• _SHORT EXERCISE 1_
Which linked data sources does the passage on linked data name as already being used to connect services and create new applications? List them.

-------

For a brief, more technical introduction, jump down to the end of this post. But the super-short version is that linked data is simply lines of standardized HTML code that computers use to link different concepts by their relationships to each other.

If you look at the “knowledge panel” in a Google result, you’ll often see information about a subject from many sources. That “info card” is populated with linked data from many other sites (including direct links to library resources, using information from WorldCat). Other related linked data sources, including VIAF, Wikidata, and DBpedia, are already being used to connect services and create new applications.

As more related linked data comes online, we’ll see more opportunities for additional library-focused applications. By breaking up the valuable, library-focused data locked in MARC records and publishing it using URIs (Uniform Resource Identifiers), library staff will be able to provide greater context for information and build rich connections across library resources, their communities, and beyond.

How is linked data different? Is it better?

Traditional, fixed data formats—like MARC records—have two major limitations. It’s hard to get useful data from other, nonlibrary sources into library workflows and it’s hard for potential users of library information to get MARC data into their workflows.

The first is a challenge because, as we know, there are many sources of information to help improve the discovery and use of library materials. That could be across campus—in another department or system that is more heavily used by students and researchers—or from experts around the world. The second is a lost opportunity, because library metadata is created by cataloging workers (at libraries and OCLC) who are among the most talented data specialists in the world. Many other industries and areas could benefit from the work they do.

-------

• _SHORT EXERCISE 2_
Lay out the entries from the line containing "# Target: dark doorway" through the end of the entries, inclusive, as a JSON list of strings with one string per line and blank lines omitted.

[Rows from a pointing dataset]
-------

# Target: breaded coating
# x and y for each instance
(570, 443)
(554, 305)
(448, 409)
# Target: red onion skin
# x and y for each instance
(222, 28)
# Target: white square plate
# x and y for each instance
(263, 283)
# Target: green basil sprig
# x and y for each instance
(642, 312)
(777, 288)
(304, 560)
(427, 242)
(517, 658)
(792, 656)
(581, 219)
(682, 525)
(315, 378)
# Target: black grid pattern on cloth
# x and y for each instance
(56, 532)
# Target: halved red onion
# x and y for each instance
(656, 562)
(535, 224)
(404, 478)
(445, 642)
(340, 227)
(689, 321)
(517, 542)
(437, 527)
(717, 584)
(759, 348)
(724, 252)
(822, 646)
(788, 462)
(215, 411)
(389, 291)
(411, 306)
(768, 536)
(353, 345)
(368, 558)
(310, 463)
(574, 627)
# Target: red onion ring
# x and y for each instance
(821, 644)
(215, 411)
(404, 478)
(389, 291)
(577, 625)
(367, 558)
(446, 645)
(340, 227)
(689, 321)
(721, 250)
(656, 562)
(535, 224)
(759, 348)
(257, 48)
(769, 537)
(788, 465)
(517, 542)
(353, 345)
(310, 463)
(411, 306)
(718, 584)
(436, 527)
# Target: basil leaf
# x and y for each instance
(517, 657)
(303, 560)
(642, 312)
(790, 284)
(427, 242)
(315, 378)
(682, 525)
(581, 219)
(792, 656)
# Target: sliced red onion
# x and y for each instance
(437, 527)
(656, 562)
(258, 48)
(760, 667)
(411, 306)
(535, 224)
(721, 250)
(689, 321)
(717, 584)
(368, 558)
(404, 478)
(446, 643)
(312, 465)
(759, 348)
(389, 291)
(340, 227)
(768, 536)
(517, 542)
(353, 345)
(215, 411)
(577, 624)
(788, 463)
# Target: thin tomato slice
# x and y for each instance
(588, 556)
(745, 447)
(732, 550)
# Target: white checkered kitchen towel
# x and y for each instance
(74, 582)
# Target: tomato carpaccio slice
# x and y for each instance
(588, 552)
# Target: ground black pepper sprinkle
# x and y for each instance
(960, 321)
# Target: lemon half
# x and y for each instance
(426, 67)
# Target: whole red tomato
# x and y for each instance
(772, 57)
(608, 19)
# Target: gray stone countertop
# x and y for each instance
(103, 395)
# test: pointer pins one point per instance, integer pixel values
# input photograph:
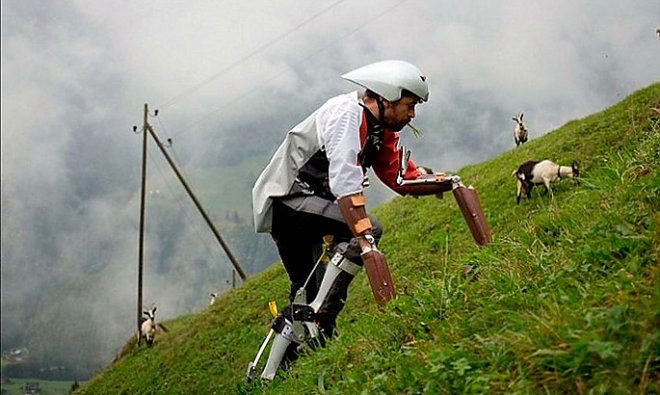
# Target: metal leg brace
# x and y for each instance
(302, 325)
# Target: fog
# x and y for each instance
(228, 80)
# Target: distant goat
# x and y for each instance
(520, 133)
(544, 172)
(149, 327)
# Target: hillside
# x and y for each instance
(565, 299)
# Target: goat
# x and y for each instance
(544, 172)
(149, 327)
(520, 134)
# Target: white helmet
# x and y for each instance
(389, 77)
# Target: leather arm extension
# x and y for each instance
(379, 276)
(355, 213)
(429, 189)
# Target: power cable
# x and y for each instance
(244, 58)
(234, 100)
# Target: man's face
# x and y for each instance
(399, 113)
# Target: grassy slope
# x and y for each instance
(566, 301)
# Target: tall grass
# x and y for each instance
(564, 300)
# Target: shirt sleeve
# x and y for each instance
(339, 133)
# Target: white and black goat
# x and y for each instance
(520, 134)
(149, 327)
(544, 172)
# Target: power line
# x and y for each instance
(241, 60)
(234, 100)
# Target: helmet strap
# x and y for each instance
(374, 140)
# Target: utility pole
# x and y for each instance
(142, 214)
(146, 128)
(201, 210)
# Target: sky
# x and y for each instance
(77, 74)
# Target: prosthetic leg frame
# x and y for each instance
(302, 325)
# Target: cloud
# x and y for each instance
(76, 75)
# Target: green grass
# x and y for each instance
(565, 299)
(14, 387)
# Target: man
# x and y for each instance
(313, 187)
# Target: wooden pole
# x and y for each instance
(142, 215)
(231, 257)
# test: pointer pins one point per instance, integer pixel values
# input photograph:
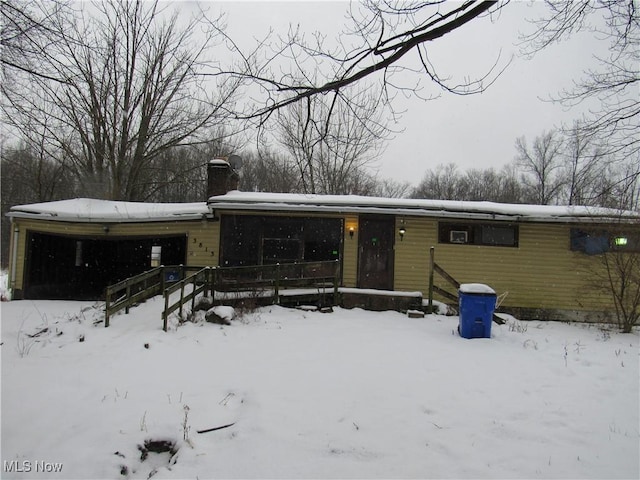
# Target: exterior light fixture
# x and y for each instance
(620, 241)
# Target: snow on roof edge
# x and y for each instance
(108, 211)
(237, 200)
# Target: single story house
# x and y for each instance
(541, 259)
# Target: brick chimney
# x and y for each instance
(221, 177)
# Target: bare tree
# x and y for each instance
(27, 35)
(266, 171)
(585, 164)
(613, 84)
(331, 142)
(380, 40)
(439, 184)
(130, 92)
(541, 164)
(617, 274)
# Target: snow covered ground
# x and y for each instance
(347, 394)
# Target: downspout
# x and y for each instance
(14, 256)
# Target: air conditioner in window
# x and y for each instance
(458, 236)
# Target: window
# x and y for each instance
(257, 240)
(478, 234)
(594, 242)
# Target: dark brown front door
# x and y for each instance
(376, 252)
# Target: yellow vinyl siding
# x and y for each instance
(350, 251)
(542, 272)
(411, 265)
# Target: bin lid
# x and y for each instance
(477, 288)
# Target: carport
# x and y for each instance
(80, 267)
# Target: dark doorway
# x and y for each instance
(375, 262)
(79, 268)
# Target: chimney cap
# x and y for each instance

-------

• _CORRECT RESULT 1_
VIAF, Wikidata, DBpedia

• _CORRECT RESULT 2_
[
  "# Target: dark doorway",
  "# x and y for each instance",
  "(375, 262)",
  "(79, 268)",
  "# Target: chimney cap",
  "# x and y for each instance"
]